▶ TASK ITEM:
Reproduce the data exactly as it stands.

▶ SUPPLIED ENTRIES:
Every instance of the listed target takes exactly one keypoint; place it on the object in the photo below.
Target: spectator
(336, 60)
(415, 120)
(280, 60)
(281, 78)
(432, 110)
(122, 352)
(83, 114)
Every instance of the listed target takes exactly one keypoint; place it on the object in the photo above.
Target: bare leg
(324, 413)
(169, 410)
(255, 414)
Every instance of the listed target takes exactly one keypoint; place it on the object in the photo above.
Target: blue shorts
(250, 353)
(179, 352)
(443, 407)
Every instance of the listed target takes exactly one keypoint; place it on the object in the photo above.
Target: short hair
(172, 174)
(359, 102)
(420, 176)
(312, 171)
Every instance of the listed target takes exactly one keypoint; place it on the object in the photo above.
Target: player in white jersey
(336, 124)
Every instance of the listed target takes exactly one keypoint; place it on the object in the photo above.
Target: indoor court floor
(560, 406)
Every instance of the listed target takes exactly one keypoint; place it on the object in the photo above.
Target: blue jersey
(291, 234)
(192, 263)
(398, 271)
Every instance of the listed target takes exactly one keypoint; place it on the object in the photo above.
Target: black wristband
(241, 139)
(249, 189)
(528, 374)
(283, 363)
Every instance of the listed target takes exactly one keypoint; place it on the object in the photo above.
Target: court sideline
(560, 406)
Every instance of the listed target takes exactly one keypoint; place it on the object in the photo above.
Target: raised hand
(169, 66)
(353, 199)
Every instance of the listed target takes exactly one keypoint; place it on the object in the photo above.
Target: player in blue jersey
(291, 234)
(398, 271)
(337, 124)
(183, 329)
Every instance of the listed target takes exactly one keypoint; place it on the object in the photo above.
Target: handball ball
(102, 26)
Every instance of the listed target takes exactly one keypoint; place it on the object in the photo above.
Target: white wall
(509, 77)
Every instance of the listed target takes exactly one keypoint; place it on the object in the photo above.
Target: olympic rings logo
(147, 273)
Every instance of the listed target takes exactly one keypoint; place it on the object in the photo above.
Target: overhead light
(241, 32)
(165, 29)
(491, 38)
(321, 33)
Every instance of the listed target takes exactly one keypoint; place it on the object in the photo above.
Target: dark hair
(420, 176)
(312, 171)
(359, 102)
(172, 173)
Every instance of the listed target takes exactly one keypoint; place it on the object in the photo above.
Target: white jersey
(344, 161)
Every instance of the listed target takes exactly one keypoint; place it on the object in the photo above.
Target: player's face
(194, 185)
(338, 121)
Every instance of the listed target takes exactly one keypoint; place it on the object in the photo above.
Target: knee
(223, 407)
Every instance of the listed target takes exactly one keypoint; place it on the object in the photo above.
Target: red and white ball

▶ WRITTEN RESPONSE:
Every instance of the listed target takes exactly one keypoint; place it on the object in the photo below.
Target: spectator
(336, 60)
(415, 120)
(280, 60)
(281, 78)
(432, 110)
(122, 352)
(83, 114)
Every instance of the listed target takes exactly one keypoint; place it on the object in the photo above.
Target: bare leg
(324, 413)
(169, 410)
(255, 414)
Every instance of the listed target takes exactly one keypoint; place it on the object in the photo above.
Target: blue shorts
(250, 353)
(179, 352)
(443, 407)
Every instance of the listed target takes exactly one keypoint; place it on the object in the photo above.
Target: short hair
(172, 174)
(359, 102)
(420, 176)
(312, 171)
Every instance of the listed target takes exactly one keypoint; place it on the object in the photo above.
Target: player in white jersey
(336, 124)
Every instance of the listed target takes exactly one keypoint; place it on the object in the photo above.
Target: indoor court floor
(560, 406)
Every instance of the listed target takes exactly one keypoint; place it on the object in the photo above.
Target: blue jersey
(291, 234)
(192, 263)
(398, 271)
Every instance of the listed target takes exactly one keypoint; place it on the object in the photo above.
Target: black wristband
(241, 139)
(249, 189)
(528, 374)
(283, 363)
Every instance of the listed target takes exactly one keypoint; place it on the object in the photo above.
Target: court sideline
(560, 406)
Every instance of the listed target takes exactly one keypoint; place it on the object in the photo above.
Target: raised hand
(169, 66)
(353, 199)
Every instance of the listed target takes exactly one keypoint; place it on the object in the photo above.
Target: player in blue jersey
(291, 234)
(398, 271)
(337, 124)
(183, 329)
Every instance of the listed target takes exactly one keypoint; place it on the object in the photo above.
Target: handball ball
(102, 26)
Every instance of the listed target takes exactly one keypoint; place it on the object in the photo above.
Target: white wall
(509, 77)
Every instance of the listed target takes exactly one keypoint; place it on the object in the photo above.
Target: olympic rings logo
(147, 273)
Every instance of the listed target takes exactly one keypoint; place it on the object in the photo above.
Target: overhead light
(241, 32)
(165, 29)
(491, 38)
(321, 33)
Every instance of the listed target takes exactly one keypoint; place it on the object in the photo above.
Target: dark hair
(420, 176)
(312, 171)
(359, 102)
(172, 173)
Every instance of the listed target takes exactly one keypoint; place it on the object in the photo above.
Target: white jersey
(344, 161)
Every instance of the listed target takes exactly one keypoint; place it on the object in the photo above.
Target: player's face
(194, 185)
(338, 121)
Every instance of the listed target takes exactly one keypoint; place it on the object in the photo above.
Target: knee
(223, 407)
Every instance of the listed target takes exactly one keypoint; place it on the object in the photo above.
Target: red and white ball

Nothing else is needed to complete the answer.